Given task 1: In the ext4 patch discussion, which function's overwrite checks had been talked about dropping?

Document segment:
--- BEGIN ---

Hm, I think you raise valid points here.

Jan, do you have any comments on the above? I vaguely remember having a
discussion around dropping the overwrite checks in ext4_iomap_begin() as we're
removing the inode_lock() early on in ext4_dio_write_iter(), so it woudln't be
necessary to do so. But, now that Ritesh mentioned it again I'm thinking it
may actually be required...

> >   		if (ret < 0) {
> >   			ext4_journal_stop(handle);
> >   			if (ret == -ENOSPC &&
> > @@ -3581,10 +3611,10 @@ static int ext4_iomap_begin(struct inode *inode, loff_t offset, loff_t length,
> >   		iomap->type = delalloc ? IOMAP_DELALLOC : IOMAP_HOLE;
> >   		iomap->addr = IOMAP_NULL_ADDR;
> >   	} else {
> > -		if (map.m_flags & EXT4_MAP_MAPPED) {
> > -			iomap->type = IOMAP_MAPPED;
> > -		} else if (map.m_flags & EXT4_MAP_UNWRITTEN) {
> > +		if (map.m_flags & EXT4_MAP_UNWRITTEN) {
> >   			iomap->type = IOMAP_UNWRITTEN;
> > +		} else if (map.m_flags & EXT4_MAP_MAPPED) {
> > +			iomap->type = IOMAP_MAPPED;
> Maybe a comment as to explaining why checking UNWRITTEN before is necessary
> for others.
> So in case of fallocate & DIO write case we may get extent which is both
> unwritten & mapped (right?).
> so we need to check if we have an unwritten extent first so that it will
> need the conversion in ->end_io
> callback.

Yes, that is essentially correct.

--M
Darrick J. Wong Aug. 13, 2019, 2:35 p.m. UTC | #5
On Tue, Aug 13, 2019 at 10:58:42PM +1000, Matthew Bobrowski wrote:
> On Mon, Aug 12, 2019 at 10:34:29PM +0530, RITESH HARJANI wrote:
> > > +	if (offset + count > i_size_read(inode) ||
> > > +	    offset + count > EXT4_I(inode)->i_disksize) {
> > > +		ext4_update_i_disksize(inode, inode->i_size);
> > > +		extend = true;
> > > +	}
> > > +
> > > +	ret = iomap_dio_rw(iocb, from, &ext4_iomap_ops, ext4_dio_write_end_io);
> > > +
> > > +	/*
> > > +	 * Unaligned direct AIO must be the only IO in flight or else
> > > +	 * any overlapping aligned IO after unaligned IO might result
> > > +	 * in data corruption.

--- END ---

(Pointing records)

--- BEGIN ---

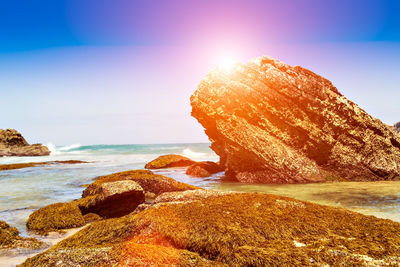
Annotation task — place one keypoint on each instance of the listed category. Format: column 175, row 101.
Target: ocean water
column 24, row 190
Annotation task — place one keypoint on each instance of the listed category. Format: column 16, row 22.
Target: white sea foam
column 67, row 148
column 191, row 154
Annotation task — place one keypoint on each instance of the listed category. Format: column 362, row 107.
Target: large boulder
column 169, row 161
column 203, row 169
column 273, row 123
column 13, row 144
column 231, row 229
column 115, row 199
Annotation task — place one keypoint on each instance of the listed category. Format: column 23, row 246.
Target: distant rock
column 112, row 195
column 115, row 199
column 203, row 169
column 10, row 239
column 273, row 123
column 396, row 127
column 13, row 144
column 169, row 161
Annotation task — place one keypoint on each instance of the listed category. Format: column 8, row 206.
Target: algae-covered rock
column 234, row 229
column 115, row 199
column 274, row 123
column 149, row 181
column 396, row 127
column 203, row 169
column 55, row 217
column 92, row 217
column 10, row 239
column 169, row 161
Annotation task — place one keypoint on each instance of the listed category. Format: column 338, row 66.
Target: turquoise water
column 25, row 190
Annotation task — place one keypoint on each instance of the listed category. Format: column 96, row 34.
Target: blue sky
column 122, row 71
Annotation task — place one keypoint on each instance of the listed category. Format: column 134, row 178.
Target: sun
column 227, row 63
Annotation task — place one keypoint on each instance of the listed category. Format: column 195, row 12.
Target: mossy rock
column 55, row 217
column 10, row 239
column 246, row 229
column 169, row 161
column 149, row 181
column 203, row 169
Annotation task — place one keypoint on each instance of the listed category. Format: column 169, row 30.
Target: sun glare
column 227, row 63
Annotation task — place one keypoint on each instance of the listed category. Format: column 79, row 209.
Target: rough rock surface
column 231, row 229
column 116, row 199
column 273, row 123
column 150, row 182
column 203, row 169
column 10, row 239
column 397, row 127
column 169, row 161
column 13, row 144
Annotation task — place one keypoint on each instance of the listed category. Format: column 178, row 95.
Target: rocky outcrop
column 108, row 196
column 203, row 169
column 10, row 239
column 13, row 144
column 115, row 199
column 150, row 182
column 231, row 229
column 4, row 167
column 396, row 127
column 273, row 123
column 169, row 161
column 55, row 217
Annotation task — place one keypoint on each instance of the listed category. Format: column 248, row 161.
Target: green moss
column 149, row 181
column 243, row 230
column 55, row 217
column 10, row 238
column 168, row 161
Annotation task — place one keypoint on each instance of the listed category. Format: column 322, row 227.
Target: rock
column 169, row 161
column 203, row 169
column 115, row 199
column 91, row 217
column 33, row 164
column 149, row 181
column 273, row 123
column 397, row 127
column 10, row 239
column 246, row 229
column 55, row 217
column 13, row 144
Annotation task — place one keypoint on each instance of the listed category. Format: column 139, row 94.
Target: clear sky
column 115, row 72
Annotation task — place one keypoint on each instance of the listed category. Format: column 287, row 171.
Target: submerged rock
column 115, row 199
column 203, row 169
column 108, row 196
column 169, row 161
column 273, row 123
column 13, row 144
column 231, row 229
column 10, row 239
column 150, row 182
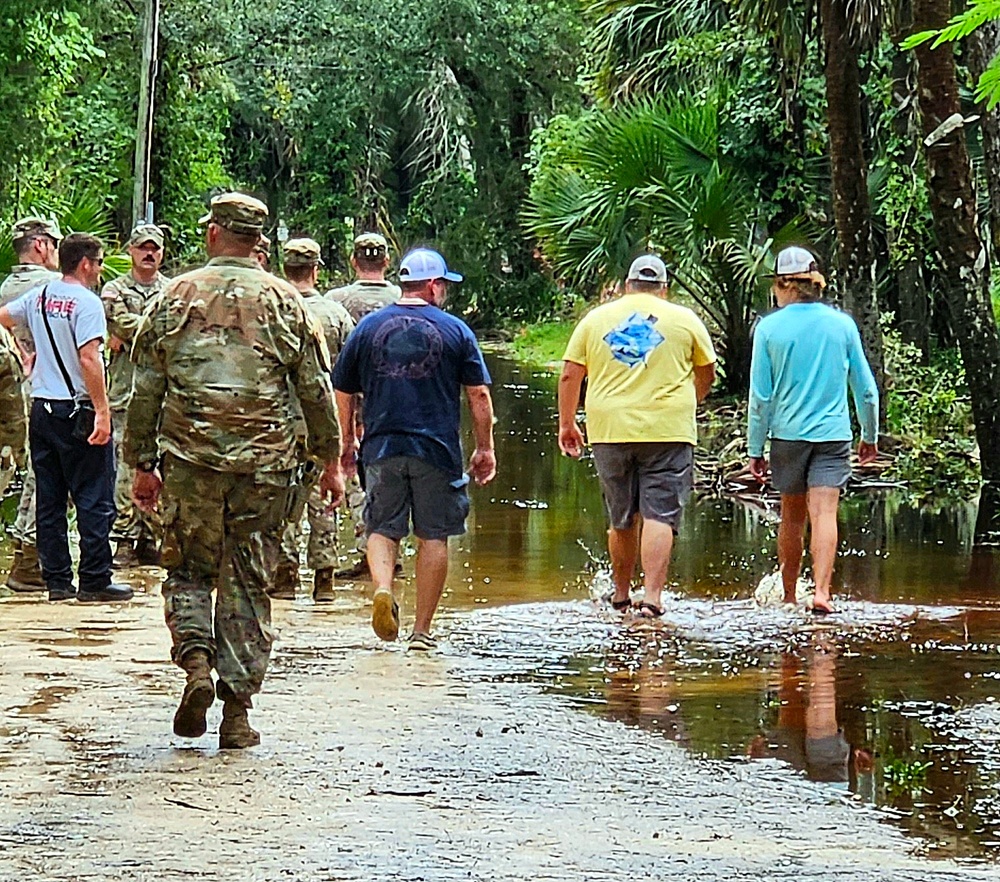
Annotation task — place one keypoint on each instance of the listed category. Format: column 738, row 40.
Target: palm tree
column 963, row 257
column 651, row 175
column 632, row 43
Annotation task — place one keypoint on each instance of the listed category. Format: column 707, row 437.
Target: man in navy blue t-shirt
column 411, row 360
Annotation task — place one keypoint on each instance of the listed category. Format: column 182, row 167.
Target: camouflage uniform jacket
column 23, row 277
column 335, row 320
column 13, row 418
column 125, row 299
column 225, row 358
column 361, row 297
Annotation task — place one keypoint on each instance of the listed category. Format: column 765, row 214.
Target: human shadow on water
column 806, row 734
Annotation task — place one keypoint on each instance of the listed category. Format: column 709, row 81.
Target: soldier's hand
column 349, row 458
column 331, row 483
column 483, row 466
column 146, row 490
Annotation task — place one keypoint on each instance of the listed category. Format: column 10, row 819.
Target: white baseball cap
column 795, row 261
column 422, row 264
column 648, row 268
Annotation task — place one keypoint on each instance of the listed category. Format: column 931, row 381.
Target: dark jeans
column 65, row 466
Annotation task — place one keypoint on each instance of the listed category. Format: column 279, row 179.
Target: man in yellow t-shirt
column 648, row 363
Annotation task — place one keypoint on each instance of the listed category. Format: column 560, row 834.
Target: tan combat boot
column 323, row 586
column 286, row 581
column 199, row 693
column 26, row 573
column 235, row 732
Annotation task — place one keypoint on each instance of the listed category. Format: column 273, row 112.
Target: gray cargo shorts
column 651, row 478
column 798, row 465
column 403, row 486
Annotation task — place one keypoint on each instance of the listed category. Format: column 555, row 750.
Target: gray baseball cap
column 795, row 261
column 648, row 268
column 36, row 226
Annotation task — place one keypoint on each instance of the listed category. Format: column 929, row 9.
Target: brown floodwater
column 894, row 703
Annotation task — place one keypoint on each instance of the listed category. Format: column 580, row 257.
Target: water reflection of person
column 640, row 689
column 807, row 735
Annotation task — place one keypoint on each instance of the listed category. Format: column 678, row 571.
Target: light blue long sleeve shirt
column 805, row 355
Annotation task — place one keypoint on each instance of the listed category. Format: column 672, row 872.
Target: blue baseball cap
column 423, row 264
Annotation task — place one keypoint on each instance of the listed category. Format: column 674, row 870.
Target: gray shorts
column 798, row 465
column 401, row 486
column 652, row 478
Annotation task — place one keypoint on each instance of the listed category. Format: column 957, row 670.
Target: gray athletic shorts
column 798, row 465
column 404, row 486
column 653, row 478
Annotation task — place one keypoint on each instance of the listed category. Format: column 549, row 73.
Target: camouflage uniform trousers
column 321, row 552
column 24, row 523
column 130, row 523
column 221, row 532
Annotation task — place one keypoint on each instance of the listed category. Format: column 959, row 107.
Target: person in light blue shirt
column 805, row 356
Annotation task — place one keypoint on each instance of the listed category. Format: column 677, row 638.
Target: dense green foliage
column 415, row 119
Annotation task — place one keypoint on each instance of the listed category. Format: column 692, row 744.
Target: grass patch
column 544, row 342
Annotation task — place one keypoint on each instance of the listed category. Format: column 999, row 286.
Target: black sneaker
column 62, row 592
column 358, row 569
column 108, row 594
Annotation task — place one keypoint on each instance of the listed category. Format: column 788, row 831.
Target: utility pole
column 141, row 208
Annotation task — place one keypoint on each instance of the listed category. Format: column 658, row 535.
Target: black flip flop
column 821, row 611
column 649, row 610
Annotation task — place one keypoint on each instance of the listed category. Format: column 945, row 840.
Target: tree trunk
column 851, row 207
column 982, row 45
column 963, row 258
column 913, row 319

--- END ---

Given task 2: Render the stretch of the listing from the line containing "959, row 107." through the end of the listing as a Markdown table with the columns Row and Line, one numbered row per line, leaving out blank lines.

Complete output 1: ext4_iomap_begin()

Complete output 2:
| Row | Line |
|---|---|
| 1 | Annotation task — place one keypoint on each instance of the listed category. Format: column 959, row 107. |
| 2 | Target: person in light blue shirt |
| 3 | column 805, row 356 |
| 4 | Annotation task — place one keypoint on each instance of the listed category. Format: column 677, row 638. |
| 5 | Target: dense green foliage |
| 6 | column 415, row 119 |
| 7 | Annotation task — place one keypoint on each instance of the listed category. Format: column 692, row 744. |
| 8 | Target: grass patch |
| 9 | column 544, row 342 |
| 10 | Annotation task — place one keypoint on each instance of the listed category. Format: column 999, row 286. |
| 11 | Target: black sneaker |
| 12 | column 62, row 592 |
| 13 | column 358, row 569 |
| 14 | column 108, row 594 |
| 15 | Annotation task — place one keypoint on each instance of the listed category. Format: column 788, row 831. |
| 16 | Target: utility pole |
| 17 | column 141, row 208 |
| 18 | Annotation task — place one keypoint on each instance of the listed category. Format: column 658, row 535. |
| 19 | Target: black flip flop |
| 20 | column 821, row 611 |
| 21 | column 649, row 610 |
| 22 | Annotation task — place one keypoint on each instance of the listed category. Format: column 945, row 840. |
| 23 | Target: tree trunk |
| 24 | column 851, row 207 |
| 25 | column 982, row 45 |
| 26 | column 963, row 258 |
| 27 | column 913, row 319 |